+++ Data for the task +++

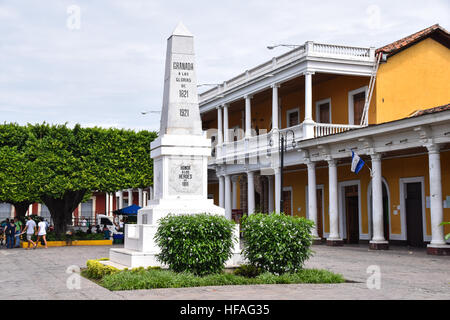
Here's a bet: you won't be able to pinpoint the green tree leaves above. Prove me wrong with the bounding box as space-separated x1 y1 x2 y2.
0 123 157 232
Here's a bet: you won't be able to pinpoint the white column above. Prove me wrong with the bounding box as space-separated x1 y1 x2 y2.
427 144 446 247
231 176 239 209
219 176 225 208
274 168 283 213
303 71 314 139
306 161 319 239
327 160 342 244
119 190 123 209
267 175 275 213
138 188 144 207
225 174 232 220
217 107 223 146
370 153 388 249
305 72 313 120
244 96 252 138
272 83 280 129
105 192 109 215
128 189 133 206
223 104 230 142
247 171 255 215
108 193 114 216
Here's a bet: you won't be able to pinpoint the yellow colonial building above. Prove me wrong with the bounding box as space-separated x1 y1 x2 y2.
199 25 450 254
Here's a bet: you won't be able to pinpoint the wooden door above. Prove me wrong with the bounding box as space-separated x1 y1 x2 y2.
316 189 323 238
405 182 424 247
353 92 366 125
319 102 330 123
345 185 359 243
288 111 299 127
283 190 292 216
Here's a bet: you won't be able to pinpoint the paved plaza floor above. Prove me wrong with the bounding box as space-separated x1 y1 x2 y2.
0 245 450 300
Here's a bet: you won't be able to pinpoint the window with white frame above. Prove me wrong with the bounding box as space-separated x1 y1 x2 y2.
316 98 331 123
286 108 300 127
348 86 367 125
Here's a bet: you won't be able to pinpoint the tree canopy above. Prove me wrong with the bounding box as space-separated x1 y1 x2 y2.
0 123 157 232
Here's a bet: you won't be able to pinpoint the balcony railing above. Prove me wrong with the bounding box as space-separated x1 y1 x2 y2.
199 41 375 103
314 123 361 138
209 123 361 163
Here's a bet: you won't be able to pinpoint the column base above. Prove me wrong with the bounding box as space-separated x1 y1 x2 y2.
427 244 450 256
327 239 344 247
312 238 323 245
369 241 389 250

+++
+++ Data for the task +++

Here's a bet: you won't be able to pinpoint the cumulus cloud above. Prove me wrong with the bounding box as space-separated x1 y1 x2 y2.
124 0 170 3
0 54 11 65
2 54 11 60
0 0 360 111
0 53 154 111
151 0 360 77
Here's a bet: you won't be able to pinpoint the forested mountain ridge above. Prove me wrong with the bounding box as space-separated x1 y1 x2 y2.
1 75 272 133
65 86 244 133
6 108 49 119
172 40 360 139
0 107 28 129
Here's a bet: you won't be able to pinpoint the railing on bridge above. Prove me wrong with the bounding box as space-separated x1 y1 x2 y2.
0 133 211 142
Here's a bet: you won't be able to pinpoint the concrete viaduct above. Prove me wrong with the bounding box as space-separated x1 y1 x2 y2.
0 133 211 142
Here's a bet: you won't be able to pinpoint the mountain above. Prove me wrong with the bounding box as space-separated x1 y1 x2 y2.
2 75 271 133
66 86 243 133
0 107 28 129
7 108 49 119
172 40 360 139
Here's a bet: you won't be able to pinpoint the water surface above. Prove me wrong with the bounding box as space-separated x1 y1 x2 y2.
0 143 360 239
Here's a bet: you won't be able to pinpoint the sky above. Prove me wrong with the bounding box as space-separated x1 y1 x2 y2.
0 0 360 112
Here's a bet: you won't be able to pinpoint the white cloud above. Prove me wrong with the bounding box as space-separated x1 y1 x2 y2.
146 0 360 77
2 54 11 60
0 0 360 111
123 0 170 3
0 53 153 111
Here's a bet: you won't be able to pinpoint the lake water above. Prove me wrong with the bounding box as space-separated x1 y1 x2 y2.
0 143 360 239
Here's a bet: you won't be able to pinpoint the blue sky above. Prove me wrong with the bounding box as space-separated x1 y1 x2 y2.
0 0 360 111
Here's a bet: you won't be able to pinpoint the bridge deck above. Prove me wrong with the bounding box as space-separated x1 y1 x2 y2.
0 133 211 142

+++

## [Work to be completed]
Rewrite everything from the line containing "Here's a bet: you won't be able to pinpoint the wooden" down to the line containing "369 241 389 250", putting "rectangle" wherever "bounding box" appears and leaving all else unchanged.

## [Written solution]
Here's a bet: you won't be able to pinpoint the wooden door above. Prove me wrong with the rectangle as space-separated x1 y1 x2 y2.
316 189 323 238
405 182 424 247
353 92 366 125
319 102 330 123
345 185 359 243
288 111 299 127
283 190 292 216
Here's a bet: you won't be able to pinpoint the paved plaza floor above. Prove me wrong with the rectangle as space-separated x1 y1 x2 y2.
0 245 450 300
Here's a bet: you won't be able to pinpoint the window with white frame above. Prove me wrong with the rectangle as space-separated x1 y1 x2 y2.
316 98 331 123
286 108 300 127
348 86 367 125
Here's a bet: you won't be able to pinpoint the tree canopy above. Prove me wrong with the rectangle as space-separated x1 y1 x2 y2.
0 123 157 232
Here's a bet: you won't be able to pinpoint the balcony railing above. Prove me wrong with the rectangle as space-separated x1 y1 x2 y2.
199 41 375 103
314 123 361 138
209 123 361 163
Here's a bet: you won't be able to pinpoint the column base above. Prove me wrong with the rectangle as space-separated x1 y1 x2 y2.
427 244 450 256
327 239 344 247
312 238 323 245
369 241 389 250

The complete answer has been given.